Textauszug:
▬▬▬▬▬▬
Der eingebildete Kranke oder Das Klistier der reinen Vernunft
von Peter Licht nach Molière, Mitarbeit SE Struck 
Regie: Claudia Bauer, Bühne: Andreas Auerbach, Kostüme: Vanessa Rust, Musik: Peter Licht, Arrangements und Musikalische Leitung: Henning Nierstenhöfer, Musiker: Cornelius Borgolte, Henning Nierstenhöfer, Live-Kamera: Jaromir Zezula/Josef Motzet, Licht: Tobias Löffler, Dramaturgie: Constanze Kargl. 
Mit: Florian von Manteuffel, Pia Händler, Antonia Münchow, Thomas Lettow, Myriam Schröder, Max Rothbart, Christoph Franken, Ulrike Willenbacher 
Premiere am 20. Dezember 2019
Dauer: 2 Stunden 15 Minuten, keine Pause 

www.residenztheater.de

 

Kritikenrundschau

"Das ist doch mal ein passendes Stück zu Weihnachten!" ruft Rosemarie Bölts im Deutschlandfunk (21.12.2019) aus. PeterLichts Molière-Überschreibung sei "tiefschürfender als die gängige Konsumkritik in diesen frohen Feiertagen. Er offenbart darin die absolute Egomanie als DNA des kapitalistischen Systems, die zweitausend Jahre christliche Ethik wie Nächstenliebe und soziale Verantwortung obsolet erscheinen lässt. Größer kann die Kopfnuss des Autors ans Publikum in dieser besinnungslosen Zeit nicht sein. Schriller – und schräger – aber auch nicht", so Bölts, die auch die Inszenierung feiert: "Ein wildes Spiel, das die  Regisseurin Claudia Bauer auf dieser Bühne zwischen Trash und Pop treiben lässt.  Bis ins kleinste Detail  inszenatorisch durchkomponiert, rhythmisch durch den jazzigen Bar-Sound der beiden (...) Live-Musiker Cornelius Borgolte und Henning Nierstenhöfer getragen, spannungsvoll bis zum Ende."

Der Text von Peter Licht sei "gar nicht durchgängig auf forcierten Blödsinn ausgerichtet", schreibt Egbert Tholl in der Süddeutschen Zeitung (23.12.2019). "Im Kern hat Argans Angst vor dem eigenen Zerfall eine große Schwermut. Es ist die Schwermut einer Gesellschaft, die denen, die nicht funktionieren, nicht mehr zuhören will." Allerdings gehe einem auch in Claudia Bauers Inszenierung bald die Lust verloren zuzuhören, "was nicht nur an Bauer liegt, sondern auch an der Redundanz der Worte und daran, dass Licht gute Ideen mit sehr viel Schaum umgibt", so Tholl, und holt dann doch vor allem gegen die Regisseurin groß aus: "Gäbe es nicht einen gnadenlos konsequenten Regisseur wie Herbert Fritsch, man könnte Bauers Licht-Dampfkochtopf als genuine Erfindung begreifen. Aber es gibt ihn. Deshalb wirkt diese Inszenierung erschreckend epigonal. Aber nicht einmal dagegen wäre etwas einzuwenden, hätte sie Kraft. Hat sie aber nicht. Selbst um sie witzig zu finden, muss man schon guten Mutes sein."
▬▬▬▬▬▬
Ziel der Übung:
Führe die Kritikenrundschau zu „Der eingebildete Kranke“ in der Regie von Claudia Bauer im Anschluss an ihren letzten Satz weiter. Die Daten sind eigenständiges Material und gehören nicht zum Textauszug.

Auflistung der Daten:
▬▬▬▬▬▬
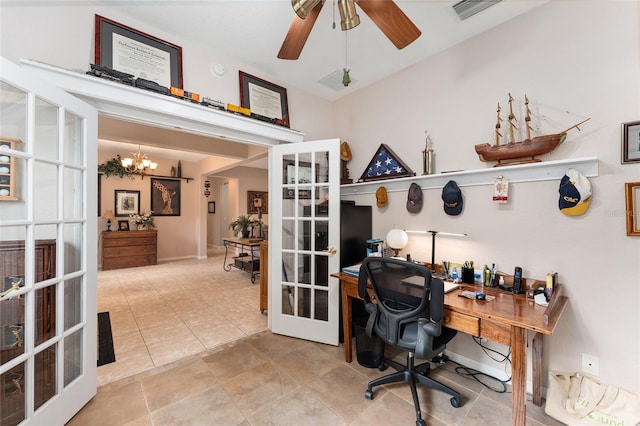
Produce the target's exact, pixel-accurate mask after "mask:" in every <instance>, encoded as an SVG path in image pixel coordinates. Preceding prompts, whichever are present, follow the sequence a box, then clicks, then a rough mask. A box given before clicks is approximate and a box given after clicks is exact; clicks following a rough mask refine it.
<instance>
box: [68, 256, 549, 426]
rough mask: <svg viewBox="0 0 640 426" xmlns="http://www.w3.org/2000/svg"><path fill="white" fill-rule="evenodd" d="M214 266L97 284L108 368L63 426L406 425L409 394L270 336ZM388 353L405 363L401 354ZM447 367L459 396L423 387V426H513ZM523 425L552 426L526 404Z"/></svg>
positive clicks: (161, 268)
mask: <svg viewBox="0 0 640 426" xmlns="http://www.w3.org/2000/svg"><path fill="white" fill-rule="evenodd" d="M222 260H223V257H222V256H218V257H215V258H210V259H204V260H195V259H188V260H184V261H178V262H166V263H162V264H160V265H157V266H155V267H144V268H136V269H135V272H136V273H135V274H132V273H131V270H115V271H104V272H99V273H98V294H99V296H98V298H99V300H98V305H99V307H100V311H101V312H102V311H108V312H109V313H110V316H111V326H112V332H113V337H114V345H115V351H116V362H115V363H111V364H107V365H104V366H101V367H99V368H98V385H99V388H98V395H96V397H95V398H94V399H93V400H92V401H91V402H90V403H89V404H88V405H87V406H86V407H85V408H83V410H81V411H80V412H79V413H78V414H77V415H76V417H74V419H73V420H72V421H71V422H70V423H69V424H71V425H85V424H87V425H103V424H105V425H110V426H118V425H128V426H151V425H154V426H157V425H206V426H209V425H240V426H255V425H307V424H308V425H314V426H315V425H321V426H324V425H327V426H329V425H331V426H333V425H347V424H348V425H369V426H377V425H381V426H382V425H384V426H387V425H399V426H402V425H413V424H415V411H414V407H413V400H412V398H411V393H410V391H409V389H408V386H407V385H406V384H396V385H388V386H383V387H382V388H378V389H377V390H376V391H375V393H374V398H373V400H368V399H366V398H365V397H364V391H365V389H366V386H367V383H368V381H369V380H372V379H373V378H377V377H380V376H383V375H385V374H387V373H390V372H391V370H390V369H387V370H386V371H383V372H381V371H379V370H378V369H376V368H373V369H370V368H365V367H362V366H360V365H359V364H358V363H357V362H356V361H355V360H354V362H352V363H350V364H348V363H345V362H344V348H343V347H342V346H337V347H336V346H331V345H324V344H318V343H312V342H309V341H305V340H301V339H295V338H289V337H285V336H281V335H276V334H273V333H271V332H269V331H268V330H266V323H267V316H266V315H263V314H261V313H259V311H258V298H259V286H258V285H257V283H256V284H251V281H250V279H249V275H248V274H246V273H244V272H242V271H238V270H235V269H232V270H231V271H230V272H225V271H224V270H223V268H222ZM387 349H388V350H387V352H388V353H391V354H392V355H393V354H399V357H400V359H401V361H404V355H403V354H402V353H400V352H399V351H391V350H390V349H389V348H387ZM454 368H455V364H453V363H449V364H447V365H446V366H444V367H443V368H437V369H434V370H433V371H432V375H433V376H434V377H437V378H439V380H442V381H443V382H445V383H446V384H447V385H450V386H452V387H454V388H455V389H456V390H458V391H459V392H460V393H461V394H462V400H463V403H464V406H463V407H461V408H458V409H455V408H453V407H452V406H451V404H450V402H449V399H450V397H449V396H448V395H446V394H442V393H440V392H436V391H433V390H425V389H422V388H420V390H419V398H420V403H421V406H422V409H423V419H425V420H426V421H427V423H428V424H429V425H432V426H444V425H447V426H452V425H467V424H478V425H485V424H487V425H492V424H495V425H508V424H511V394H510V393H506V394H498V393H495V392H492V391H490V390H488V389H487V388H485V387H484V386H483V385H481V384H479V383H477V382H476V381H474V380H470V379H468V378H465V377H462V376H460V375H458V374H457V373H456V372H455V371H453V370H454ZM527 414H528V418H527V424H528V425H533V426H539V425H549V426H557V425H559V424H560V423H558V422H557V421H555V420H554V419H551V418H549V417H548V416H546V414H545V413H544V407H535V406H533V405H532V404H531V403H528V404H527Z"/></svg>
▬▬▬▬▬▬
Antwort zur Übung:
PeterLicht habe "eine vogelwilde Stücküberschreibung verfasst, die einem allein schon beim Durchlesen bald den letzten Nerv raubt", schreibt Michael Stadler in der Abendzeitung (23.12.2019). "Beim Kreiseln um Themen wie Angst, Krankheit und Schmerz ergeben sich Wortwechsel von geradezu valentinesker Anmutung." Dass dieser Klamauk "letztlich zum Vergnügen wird", liege auch daran, "dass Claudia Bauer seinen Text gemeinsam mit Dramaturgin Constanze Kargl ein wenig gesundgeschrumpft hat und das Ensemble zum vollen Ausleben der Farce anleitet", so Stadler: "Um im proktologischen Jargon zu bleiben: Die scheißen sich nichts."

"Der Non­sens ist greif­bar – die Wahr­heit al­ler­dings auch," billanziert Teresa Grenzmann in der Frankfurter Allgemeinen Zeitung (24.12.2019). Zwar gebe es viel Ge­schwät­zig­keit, sehr vie­le, auch sehr lee­re Wor­ten, "grell, schnell und sti­li­siert ins Ab­sur­de ge­trie­ben, von ex­al­tier­ten Ges­ten und skur­ri­len Über­sprungs­hand­lun­gen, ex­tra­ba­rock ge­türm­ten Haar­ar­chi­tek­tu­ren und ex­tra schlecht po­si­tio­nier­ten Kör­per­pols­tern." Am "er­staun­lich ernst­haf­ten End­punkt ei­nes gro­tesk über­dreh­ten Ur­auf­füh­rungs­abends"  schwebe dann  Argan, "ein glit­zern­der Su­per­star als ge­fal­le­ner En­gel tot vom Brokat­ta­pe­ten­him­mel schwebt, mit­ten auf ein Tram­po­lin, das auf den schlaf­fen Kör­per nicht mehr re­agiert."